* **Bacaan**:
++++++

Setelah membaca buku tersebut…. DAPAT DISIMPULKAN antara NU dan Muhammadiyyah, dari sisi amaliyahnya itu dulunya sama. antara lain : 1. bacaan iftitah, 2. sholawat yang menggunakan SAYYIDINA, 3. dzikir setelah sholat, DLL

1. Dalam bab WACAN SHOLAT LAN MA’NANE halaman 25, bacaan IFTITAH-nya KABIROWWALHAMDULILLAHI KATSIRO…. bukan ALLOHUMMA BAA’ID….

2. Pada halaman 26 Fatihah menggunakan BASMALAH….

3. Dalam halaman 29, sholawat yang dibaca dalam tahiyyat menggunakan SAYYIDINA

Semua itu dipertegas dalam BAB PIRANGANE RUKUNE SHOLAT halaman 31-33. kecuali masalah sholawat. di bab ini dijelaskan sholawat adalah allohumma sholli ‘ala Muhammad. hemat saya, penjelasan itu sekedar menunjukkan bahwa bacaan sholawat itu cukup dengan ALLOHUMMA SHOLLI ‘ALAA MUHAMMAD, bukan membid’ahkan sayyidina….

Dipertegas lagi dalam rukun hutbah halaman 57, membaca sholawat menggunakan sayyidina.

++++++

* **Data Ditampilkan**:

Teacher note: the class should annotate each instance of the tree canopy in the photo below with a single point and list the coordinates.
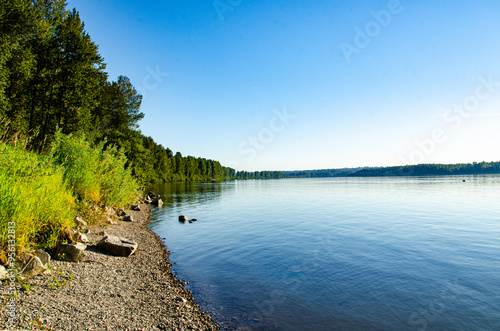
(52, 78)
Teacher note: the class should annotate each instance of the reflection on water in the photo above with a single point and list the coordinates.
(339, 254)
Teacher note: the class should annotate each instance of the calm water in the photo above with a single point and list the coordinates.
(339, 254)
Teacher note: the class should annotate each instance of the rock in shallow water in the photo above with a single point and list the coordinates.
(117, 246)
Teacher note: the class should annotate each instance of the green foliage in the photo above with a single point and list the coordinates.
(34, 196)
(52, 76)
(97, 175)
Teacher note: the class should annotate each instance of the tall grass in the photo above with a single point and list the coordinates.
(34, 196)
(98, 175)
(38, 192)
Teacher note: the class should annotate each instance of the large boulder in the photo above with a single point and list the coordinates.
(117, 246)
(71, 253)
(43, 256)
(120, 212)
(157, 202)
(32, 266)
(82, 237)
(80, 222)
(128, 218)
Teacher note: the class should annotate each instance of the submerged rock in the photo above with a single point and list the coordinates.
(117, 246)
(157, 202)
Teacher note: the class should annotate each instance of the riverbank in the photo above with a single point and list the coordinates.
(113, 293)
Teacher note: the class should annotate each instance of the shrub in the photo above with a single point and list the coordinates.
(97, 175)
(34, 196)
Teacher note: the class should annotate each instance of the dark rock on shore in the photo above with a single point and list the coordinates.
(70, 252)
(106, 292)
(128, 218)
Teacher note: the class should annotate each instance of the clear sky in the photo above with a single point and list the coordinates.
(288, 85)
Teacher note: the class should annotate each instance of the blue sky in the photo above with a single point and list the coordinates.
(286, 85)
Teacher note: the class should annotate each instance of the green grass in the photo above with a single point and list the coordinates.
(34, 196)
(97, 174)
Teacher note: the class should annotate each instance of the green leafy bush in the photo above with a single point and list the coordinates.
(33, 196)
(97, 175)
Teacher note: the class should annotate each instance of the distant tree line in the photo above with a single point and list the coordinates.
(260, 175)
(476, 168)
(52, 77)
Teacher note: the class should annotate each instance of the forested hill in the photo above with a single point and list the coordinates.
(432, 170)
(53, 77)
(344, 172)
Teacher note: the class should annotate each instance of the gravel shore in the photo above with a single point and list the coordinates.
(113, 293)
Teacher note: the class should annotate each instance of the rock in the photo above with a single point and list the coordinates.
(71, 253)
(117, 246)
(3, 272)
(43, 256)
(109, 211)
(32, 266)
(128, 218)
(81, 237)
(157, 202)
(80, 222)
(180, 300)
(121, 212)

++++++

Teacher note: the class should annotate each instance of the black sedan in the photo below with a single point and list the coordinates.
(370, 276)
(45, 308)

++++++

* **Perintah Tugas**:
Jawab pertanyaan berikut berdasarkan bacaan.
(a) Pada halaman berapa disebutkan bahwa Fatihah menggunakan basmalah?
(b) Menurut bab "WACAN SHOLAT LAN MA'NANE" halaman 25, bacaan iftitah yang mana yang dipakai, dan bacaan mana yang tidak dipakai?
(c) Pada halaman berapa "rukun hutbah" menyebut sholawat dibaca dengan sayyidina?

* **Jawaban**:
(a) Halaman 26.
(b) Yang dipakai KABIROWWALHAMDULILLAHI KATSIRO, bukan ALLOHUMMA BAA'ID.
(c) Halaman 57.